What the exercise asks: Search the records below for the word "rough". Copy each line where it occurs.

[Saved data entries]
--- START ---
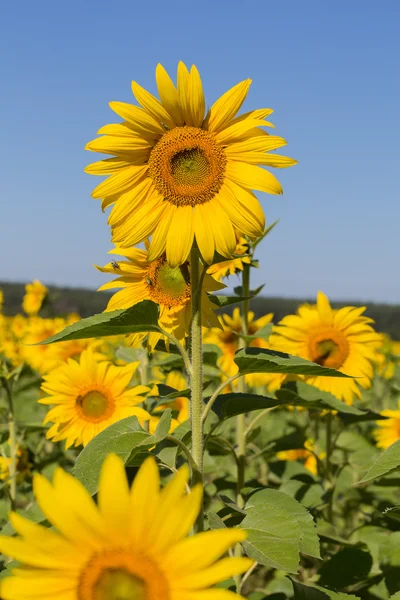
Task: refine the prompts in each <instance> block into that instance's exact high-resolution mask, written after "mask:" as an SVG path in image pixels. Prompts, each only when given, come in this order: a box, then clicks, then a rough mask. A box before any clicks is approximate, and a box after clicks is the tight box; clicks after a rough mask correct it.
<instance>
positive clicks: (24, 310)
mask: <svg viewBox="0 0 400 600" xmlns="http://www.w3.org/2000/svg"><path fill="white" fill-rule="evenodd" d="M25 290H26V294H25V296H24V298H23V300H22V308H23V309H24V311H25V313H26V314H27V315H30V316H34V315H37V314H38V312H39V311H40V309H41V308H42V304H43V302H44V300H45V298H46V296H47V293H48V290H47V287H46V286H45V285H43V283H41V282H40V281H38V280H37V279H35V280H34V281H32V283H27V284H26V286H25Z"/></svg>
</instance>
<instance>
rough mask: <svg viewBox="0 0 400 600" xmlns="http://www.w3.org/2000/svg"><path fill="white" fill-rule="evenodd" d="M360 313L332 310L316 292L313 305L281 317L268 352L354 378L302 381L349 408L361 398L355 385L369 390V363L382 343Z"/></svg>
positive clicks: (329, 377)
mask: <svg viewBox="0 0 400 600" xmlns="http://www.w3.org/2000/svg"><path fill="white" fill-rule="evenodd" d="M364 311H365V307H361V308H357V307H354V306H345V307H343V308H341V309H339V310H335V309H332V308H331V306H330V303H329V300H328V298H327V297H326V296H325V294H323V293H322V292H318V297H317V304H315V305H310V304H304V305H302V306H300V307H299V309H298V311H297V315H288V316H286V317H284V318H283V319H282V321H280V323H279V324H278V325H277V326H275V327H274V333H273V334H272V335H271V336H270V338H269V342H270V344H271V348H272V349H274V350H280V351H282V352H288V353H289V354H294V355H296V356H301V357H303V358H306V359H308V360H311V361H312V362H315V363H318V364H319V365H322V366H324V367H330V368H331V369H337V370H338V371H341V372H342V373H346V375H350V376H353V377H357V379H350V378H344V377H343V378H341V377H307V378H306V381H307V383H310V384H311V385H314V386H315V387H317V388H319V389H320V390H323V391H326V392H330V393H331V394H333V395H334V396H336V397H337V398H339V399H340V400H344V402H346V403H347V404H351V403H352V402H353V399H354V398H355V397H356V398H361V389H360V387H359V385H360V386H362V387H363V388H369V387H370V385H371V380H372V377H373V366H372V361H373V360H374V359H375V357H376V350H377V348H379V347H380V346H381V343H382V336H381V335H380V334H378V333H376V332H375V331H374V330H373V329H372V327H371V325H370V323H373V320H372V319H369V318H368V317H365V316H362V313H363V312H364ZM358 384H359V385H358Z"/></svg>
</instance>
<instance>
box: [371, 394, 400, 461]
--- END ---
Output of the exercise:
Task: refine the prompts in each <instance> block into that instance's exact high-resolution mask, written after "mask:" as an SVG path in image pixels. Prompts, each only when given, come in this order: a box, then clicks, then a rough mask. A box before any clicks is approximate, and a box after clicks is the tight box; clicks after a rough mask correct it.
rough mask: <svg viewBox="0 0 400 600" xmlns="http://www.w3.org/2000/svg"><path fill="white" fill-rule="evenodd" d="M360 313L332 310L316 292L313 305L281 317L268 352L354 378L302 381L349 408L361 398L355 385L369 390V363L382 343Z"/></svg>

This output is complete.